▸ Vorliegender Text
======
Nun ist die sechste Woche fast vorbei und wir befinden uns in der Phase des Endspurts. Annette ist fröhlich angekommen. Ihr Boot wurde begleitet von einer Gruppe springender Flussdelfine, die es nur auf diesem Streckenabschnitt des Irrawady gibt. Meine Schülerinnen ließen es sich nicht nehmen, mit mir am Hafen zu warten und Blumenkränze zu überreichen.
Die Arbeit ist zum größten Teil getan, es bleibt unter anderem noch die Vorbereitung des Elternmeetings, das kommenden Mittwoch stattfindet. Es werden neben den Eltern die Mitglieder des Kindergartenkomitees eingeladen. Die Erzieherinnen haben bereits Ideen für diese Veranstaltung gesammelt. Sie sind nach drei Elternversammlungen schon ganz routiniert und nicht mehr so aufgeregt wie beim ersten Mal vor gut einem Jahr. Dann werden wir noch einige Aufschriebe von Gedichten und Liedern ergänzen, damit sie für die Beschäftigung mit den Kindern eine reiche Auswahl haben. Zusammen haben wir einen Rahmenplan erstellt für die zwei Jahre, während der sie die Kinder betreuen. Sie haben dieses Gerüst nun mit kulturspezifischen Angeboten für die Kinder zu füllen. Am Donnerstag haben wir schon einen kleinen Rückblick auf unsere gemeinsame Arbeit getätigt. Sie haben meine Vorbereitung gelobt und haben die Ordner von diesmal mit dem dünnen Ordner von letztem Mal verglichen und sich selber als “very busy” eingestuft. Ich habe sie natürlich wiederum gelobt und nicht verschwiegen, dass ich auch manchmal enttäuscht war, “aber nur zwei Minuten in 6 Wochen”. Am kommenden Donnerstag werden wir die große Zusammenfassung machen und Absprachen für die Internetkontakte treffen, denn ich möchte laufende Berichte über den Fortgang und die Umsetzung des Gelernten. Natürlich coache ich auch weiterhin wie bisher übers internet, wenn sie Unterstützung brauchen. Sie haben ja jetzt den Laptop und das neue Büro, das sind tolle Voraussetzungen.
Kurz vor meiner Abreise werde ich noch Besuch von der Bereichsleiterin des SES fuer Suedostasien (Frau Margret Motejl ) erhalten. Sie wird die SES-Experten, die sich zur Zeit zahlreich an der PDO Klosterschule in Mandaly aufhalten, treffen und uns alle zum Essen einladen. Da komme ich dann in Kontakt mit Gleichgesinnten. Es wird sicher Sonntag, bis wir in Mingun Abschied nehmen können. Es ist leider immer noch nicht entschieden, ob die Erzieherinnen uns nach Bagan begleiten können. Am Donnerstag war ich bei der vierten Schülerin, einer neuen Helferin, eingeladen und immer fragen sie hoffnungsvoll, ob ich wiederkomme.
======
▸ Gespeicherte Einträge
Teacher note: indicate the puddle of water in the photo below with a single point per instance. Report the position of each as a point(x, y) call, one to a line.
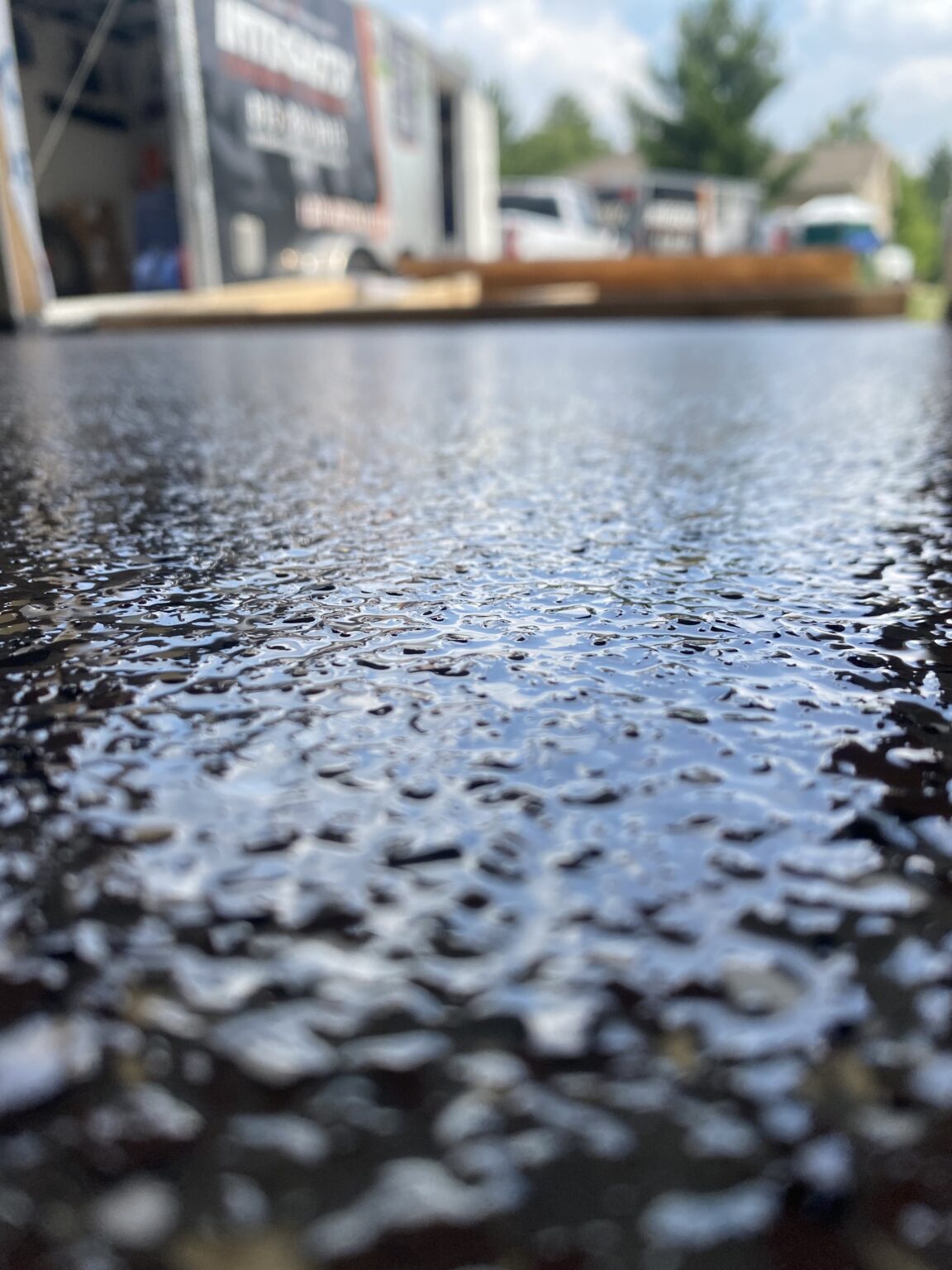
point(476, 798)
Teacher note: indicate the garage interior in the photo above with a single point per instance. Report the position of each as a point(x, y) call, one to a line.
point(97, 118)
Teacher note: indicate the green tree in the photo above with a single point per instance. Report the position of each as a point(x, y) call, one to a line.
point(938, 175)
point(918, 227)
point(854, 123)
point(726, 68)
point(565, 139)
point(497, 95)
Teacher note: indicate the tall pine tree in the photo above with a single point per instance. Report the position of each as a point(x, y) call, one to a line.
point(727, 65)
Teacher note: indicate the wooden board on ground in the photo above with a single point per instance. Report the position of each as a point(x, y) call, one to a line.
point(278, 300)
point(663, 276)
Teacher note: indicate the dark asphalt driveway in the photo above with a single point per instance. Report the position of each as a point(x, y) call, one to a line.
point(476, 796)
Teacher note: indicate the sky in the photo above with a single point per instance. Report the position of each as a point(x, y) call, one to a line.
point(897, 51)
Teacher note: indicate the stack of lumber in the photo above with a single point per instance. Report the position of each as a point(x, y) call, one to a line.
point(801, 284)
point(274, 300)
point(804, 284)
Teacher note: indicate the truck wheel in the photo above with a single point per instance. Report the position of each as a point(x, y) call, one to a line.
point(364, 262)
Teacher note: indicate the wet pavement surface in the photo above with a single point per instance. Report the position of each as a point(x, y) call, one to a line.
point(476, 798)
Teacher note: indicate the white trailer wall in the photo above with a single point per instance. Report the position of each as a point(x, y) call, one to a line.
point(24, 279)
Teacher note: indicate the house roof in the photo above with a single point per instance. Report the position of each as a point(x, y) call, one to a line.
point(836, 168)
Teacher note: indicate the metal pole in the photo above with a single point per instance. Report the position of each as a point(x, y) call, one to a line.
point(71, 95)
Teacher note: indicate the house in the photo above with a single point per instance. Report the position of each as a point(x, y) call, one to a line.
point(864, 169)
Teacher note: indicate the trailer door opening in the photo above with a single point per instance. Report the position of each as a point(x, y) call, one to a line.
point(106, 191)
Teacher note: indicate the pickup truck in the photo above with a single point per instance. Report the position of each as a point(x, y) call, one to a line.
point(551, 220)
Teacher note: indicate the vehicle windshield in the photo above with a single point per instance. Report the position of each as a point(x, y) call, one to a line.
point(537, 205)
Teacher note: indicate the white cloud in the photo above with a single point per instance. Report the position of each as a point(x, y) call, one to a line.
point(916, 99)
point(537, 52)
point(878, 21)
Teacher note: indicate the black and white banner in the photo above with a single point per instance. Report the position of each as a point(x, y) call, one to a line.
point(287, 92)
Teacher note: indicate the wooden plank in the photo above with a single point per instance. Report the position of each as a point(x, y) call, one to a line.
point(274, 300)
point(648, 275)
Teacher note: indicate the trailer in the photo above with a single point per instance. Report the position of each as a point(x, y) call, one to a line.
point(186, 144)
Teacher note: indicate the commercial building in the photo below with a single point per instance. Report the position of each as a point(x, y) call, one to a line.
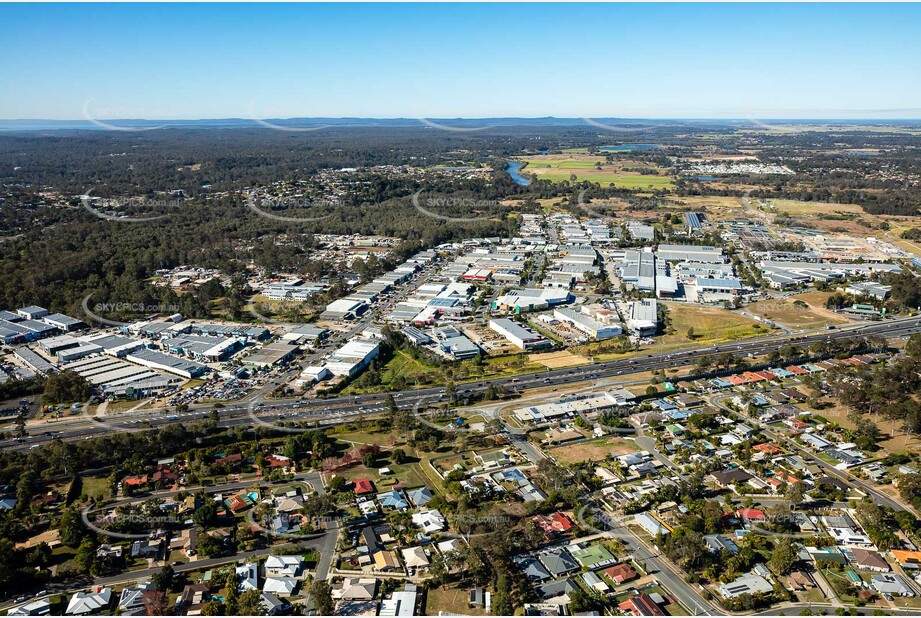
point(587, 324)
point(352, 358)
point(520, 336)
point(644, 317)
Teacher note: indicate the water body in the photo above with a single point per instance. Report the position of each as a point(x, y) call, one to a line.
point(629, 147)
point(512, 169)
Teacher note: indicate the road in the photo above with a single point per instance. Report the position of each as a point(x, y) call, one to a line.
point(340, 409)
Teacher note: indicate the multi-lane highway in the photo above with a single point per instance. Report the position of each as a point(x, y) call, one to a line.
point(339, 409)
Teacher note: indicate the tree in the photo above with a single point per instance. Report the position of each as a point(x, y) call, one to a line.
point(163, 579)
point(782, 557)
point(249, 603)
point(913, 347)
point(322, 596)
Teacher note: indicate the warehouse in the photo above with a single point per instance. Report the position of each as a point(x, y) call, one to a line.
point(691, 253)
point(520, 336)
point(587, 324)
point(352, 358)
point(644, 317)
point(531, 299)
point(271, 354)
point(158, 360)
point(344, 309)
point(63, 322)
point(202, 347)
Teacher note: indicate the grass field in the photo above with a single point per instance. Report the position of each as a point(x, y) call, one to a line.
point(594, 450)
point(558, 168)
point(711, 325)
point(404, 368)
point(797, 208)
point(784, 312)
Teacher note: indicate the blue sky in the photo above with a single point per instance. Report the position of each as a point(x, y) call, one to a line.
point(449, 60)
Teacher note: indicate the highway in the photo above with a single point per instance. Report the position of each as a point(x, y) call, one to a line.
point(340, 409)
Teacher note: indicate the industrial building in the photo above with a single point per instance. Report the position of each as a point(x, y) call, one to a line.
point(644, 317)
point(520, 336)
point(352, 358)
point(587, 324)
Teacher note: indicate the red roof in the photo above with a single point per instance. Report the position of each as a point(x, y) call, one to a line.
point(641, 605)
point(553, 523)
point(140, 479)
point(752, 514)
point(363, 486)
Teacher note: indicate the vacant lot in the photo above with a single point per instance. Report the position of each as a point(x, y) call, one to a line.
point(709, 324)
point(595, 450)
point(555, 360)
point(797, 208)
point(558, 168)
point(787, 313)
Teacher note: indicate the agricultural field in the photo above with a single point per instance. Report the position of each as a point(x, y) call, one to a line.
point(558, 168)
point(791, 313)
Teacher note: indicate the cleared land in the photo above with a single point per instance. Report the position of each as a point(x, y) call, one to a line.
point(786, 312)
point(555, 360)
point(558, 168)
point(710, 324)
point(595, 450)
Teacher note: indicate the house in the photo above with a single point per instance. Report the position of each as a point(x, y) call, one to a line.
point(593, 582)
point(717, 543)
point(594, 556)
point(132, 597)
point(620, 573)
point(870, 560)
point(272, 605)
point(393, 499)
point(385, 560)
point(559, 562)
point(429, 521)
point(281, 586)
point(889, 583)
point(420, 496)
point(41, 607)
point(414, 557)
point(745, 584)
point(194, 594)
point(248, 576)
point(356, 589)
point(362, 487)
point(533, 569)
point(553, 524)
point(284, 566)
point(84, 603)
point(641, 605)
point(733, 476)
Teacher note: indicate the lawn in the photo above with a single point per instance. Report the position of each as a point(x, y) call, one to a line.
point(784, 312)
point(452, 601)
point(405, 371)
point(711, 325)
point(559, 168)
point(594, 450)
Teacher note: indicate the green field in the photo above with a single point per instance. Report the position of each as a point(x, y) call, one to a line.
point(562, 169)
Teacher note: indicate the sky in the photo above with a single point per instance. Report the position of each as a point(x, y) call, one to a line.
point(192, 61)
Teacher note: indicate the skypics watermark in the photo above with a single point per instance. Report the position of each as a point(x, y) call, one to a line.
point(130, 523)
point(285, 205)
point(425, 206)
point(117, 118)
point(140, 310)
point(117, 209)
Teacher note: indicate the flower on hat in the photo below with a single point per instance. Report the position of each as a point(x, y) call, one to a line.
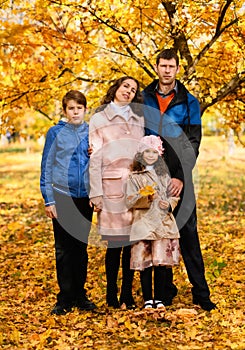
======
▸ Aufgaben
**A)** Wer wird laut dem Bericht über die Kindergartenarbeit neben den Eltern zum Elternmeeting eingeladen?
**B)** Dupliziere aus dem Bericht über die Kindergartenarbeit den Abschnitt zwischen „Nun ist die“ und „Blumenkränze zu überreichen.“, beide eingeschlossen.

▸ Lösungen je Aufgabe
**A)** Die Mitglieder des Kindergartenkomitees.

**B)**
Nun ist die sechste Woche fast vorbei und wir befinden uns in der Phase des Endspurts. Annette ist fröhlich angekommen. Ihr Boot wurde begleitet von einer Gruppe springender Flussdelfine, die es nur auf diesem Streckenabschnitt des Irrawady gibt. Meine Schülerinnen ließen es sich nicht nehmen, mit mir am Hafen zu warten und Blumenkränze zu überreichen.